◆ Textauszug ◆
Die Gruppe der Environmental Metrics wurde in CVSS v4.0 gegenüber der Vorgängerversion stark erweitert. Unter anderem enthält sie nicht mehr nur Metriken, die sich auf das primäre verwundbare System beziehen, sondern auch solche, die eine Risikobewertung für Folgesysteme ("Subsequent Systems") erlauben. Wenn etwa eine Schwachstelle in einer virtuellen Maschine Zugriff auf vertrauliche Daten des Hostsystems ermöglicht, ist die VM das eigentliche "Vulnerable System" und der Host das "Subsequent System". Ein weiteres von mehreren Beispielen aus dem User Guide zu v4: Eine verwundbare Webanwendung ("Vulnerable System") macht den Browser als "Subsequent System" anfällig für Angriffe wie Cross-Site-Scripting oder unerwünschte Redirects.

Illustrationen von FIRST zeigen die Neuerungen der Metriken in CVSS v4.0 (unten) gegenüber CVSS v3.1 (oben).

(Bild: first.org, bearbeitet von heise Security) )

In v4.0 komplett neu hinzugekommen ist die Gruppe der "Supplemental Metrics". Im Unterschied zu den Environmental Metrics und Threat Metrics haben diese der Definition nach keinen Einfluss auf den Gesamtscore. Vielmehr ist die Idee hinter ihnen, für CVSS-"Konsumenten", also IT-Verantwortliche oder Endnutzer verwundbarer Produkte, zusätzliche Informationen zur jeweiligen Schwachstelle bereitzustellen, die in den bestehenden Metriken nicht auftauchen.

◆ Datenauszüge ◆
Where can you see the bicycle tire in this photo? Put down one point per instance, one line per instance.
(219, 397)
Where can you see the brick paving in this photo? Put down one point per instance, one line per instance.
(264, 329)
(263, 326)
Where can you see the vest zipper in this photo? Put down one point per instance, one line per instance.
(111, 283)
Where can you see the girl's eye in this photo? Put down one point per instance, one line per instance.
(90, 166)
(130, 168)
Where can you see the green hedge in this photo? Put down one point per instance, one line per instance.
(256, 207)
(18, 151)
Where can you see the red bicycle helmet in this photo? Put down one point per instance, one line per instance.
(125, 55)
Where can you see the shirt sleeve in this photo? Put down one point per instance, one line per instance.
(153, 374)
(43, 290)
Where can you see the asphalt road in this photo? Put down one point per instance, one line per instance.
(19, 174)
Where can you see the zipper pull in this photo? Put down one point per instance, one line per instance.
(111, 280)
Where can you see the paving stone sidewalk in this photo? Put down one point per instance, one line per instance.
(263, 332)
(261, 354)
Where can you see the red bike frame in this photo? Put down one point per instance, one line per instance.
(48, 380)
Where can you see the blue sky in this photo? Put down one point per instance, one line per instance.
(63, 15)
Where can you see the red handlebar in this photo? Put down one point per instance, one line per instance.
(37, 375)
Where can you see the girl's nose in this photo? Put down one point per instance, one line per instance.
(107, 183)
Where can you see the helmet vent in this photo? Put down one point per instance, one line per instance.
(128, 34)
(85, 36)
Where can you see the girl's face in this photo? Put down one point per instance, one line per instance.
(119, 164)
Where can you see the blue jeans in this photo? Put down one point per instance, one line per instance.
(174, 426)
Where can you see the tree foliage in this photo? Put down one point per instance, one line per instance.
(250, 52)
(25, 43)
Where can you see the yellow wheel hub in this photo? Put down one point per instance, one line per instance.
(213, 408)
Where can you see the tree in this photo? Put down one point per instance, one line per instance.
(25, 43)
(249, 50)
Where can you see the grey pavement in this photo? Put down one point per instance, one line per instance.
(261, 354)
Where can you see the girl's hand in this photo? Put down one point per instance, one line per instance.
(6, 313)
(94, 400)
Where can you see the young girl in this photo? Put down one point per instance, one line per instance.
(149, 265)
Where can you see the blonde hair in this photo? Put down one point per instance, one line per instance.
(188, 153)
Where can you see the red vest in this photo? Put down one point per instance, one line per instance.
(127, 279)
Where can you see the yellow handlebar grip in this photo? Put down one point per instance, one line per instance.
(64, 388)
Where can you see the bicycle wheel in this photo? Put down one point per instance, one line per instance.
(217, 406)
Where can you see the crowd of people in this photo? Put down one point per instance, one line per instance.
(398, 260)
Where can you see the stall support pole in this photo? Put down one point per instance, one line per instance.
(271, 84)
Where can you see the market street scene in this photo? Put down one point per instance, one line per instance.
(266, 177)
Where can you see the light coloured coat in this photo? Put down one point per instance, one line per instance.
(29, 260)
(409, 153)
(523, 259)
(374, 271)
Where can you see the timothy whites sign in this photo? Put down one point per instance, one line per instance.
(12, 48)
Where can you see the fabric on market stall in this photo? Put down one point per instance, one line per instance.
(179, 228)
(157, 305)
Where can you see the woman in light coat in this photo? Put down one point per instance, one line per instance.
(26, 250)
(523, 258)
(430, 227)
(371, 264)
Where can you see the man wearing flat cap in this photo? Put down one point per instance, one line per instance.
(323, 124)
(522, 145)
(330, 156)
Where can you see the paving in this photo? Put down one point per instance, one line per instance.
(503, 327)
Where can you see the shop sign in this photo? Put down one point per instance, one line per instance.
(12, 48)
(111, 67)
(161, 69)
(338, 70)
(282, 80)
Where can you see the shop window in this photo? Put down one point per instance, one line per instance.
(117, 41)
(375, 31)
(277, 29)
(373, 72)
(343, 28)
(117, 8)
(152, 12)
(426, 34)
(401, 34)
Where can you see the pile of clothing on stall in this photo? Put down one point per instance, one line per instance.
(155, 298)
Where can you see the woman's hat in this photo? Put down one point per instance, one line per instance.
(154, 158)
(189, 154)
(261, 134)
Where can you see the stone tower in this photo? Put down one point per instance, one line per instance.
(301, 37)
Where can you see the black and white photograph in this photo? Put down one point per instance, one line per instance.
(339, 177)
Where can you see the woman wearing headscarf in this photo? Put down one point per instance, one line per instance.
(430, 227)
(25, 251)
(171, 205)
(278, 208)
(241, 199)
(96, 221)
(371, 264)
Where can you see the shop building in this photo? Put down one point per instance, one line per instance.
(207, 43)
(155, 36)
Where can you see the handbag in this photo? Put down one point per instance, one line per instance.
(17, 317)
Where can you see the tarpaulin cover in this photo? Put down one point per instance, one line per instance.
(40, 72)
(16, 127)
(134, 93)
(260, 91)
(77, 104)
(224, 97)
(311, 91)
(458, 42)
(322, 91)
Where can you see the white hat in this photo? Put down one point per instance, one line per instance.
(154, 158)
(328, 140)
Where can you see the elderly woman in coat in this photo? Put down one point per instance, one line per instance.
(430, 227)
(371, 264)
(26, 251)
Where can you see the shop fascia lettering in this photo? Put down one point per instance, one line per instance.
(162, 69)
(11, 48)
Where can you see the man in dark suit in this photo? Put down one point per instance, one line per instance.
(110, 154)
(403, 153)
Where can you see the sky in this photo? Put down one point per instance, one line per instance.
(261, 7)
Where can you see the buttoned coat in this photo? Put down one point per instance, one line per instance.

◆ Aufgabe ◆
Schreiben Sie den Textauszug über die neuen Metrikgruppen in CVSS v4.0 im Anschluss an seinen letzten Satz weiter. Die Einträge werden für die Bearbeitung nicht gebraucht.

◆ Ergebnis ◆
Sie sollen bei der Risikoanalyse helfen, indem sie etwa verraten, ob bekanntermaßen automatisierte Exploits durchführbar sind ("Automatable") oder indem sie einen vom Anbieter des verwundbaren Produkts festgelegten Dringlichkeits-Level ("Provider Urgency") wiedergeben. Besonders erwähnenswert ist auch die Metrik "Safety", die bewerten hilft, ob eine Schwachstelle Gefahren für Leib und Leben bergen kann. Sie illustriert die Bemühungen von FIRST, mit v4.0 die Anwendbarkeit von CVSS über IT-Systeme hinaus speziell auch auf Industrielle Steuerungssysteme (Industrial Control Systems, ICS), Operational Technology (OT) und das Internet of Things zu verbessern.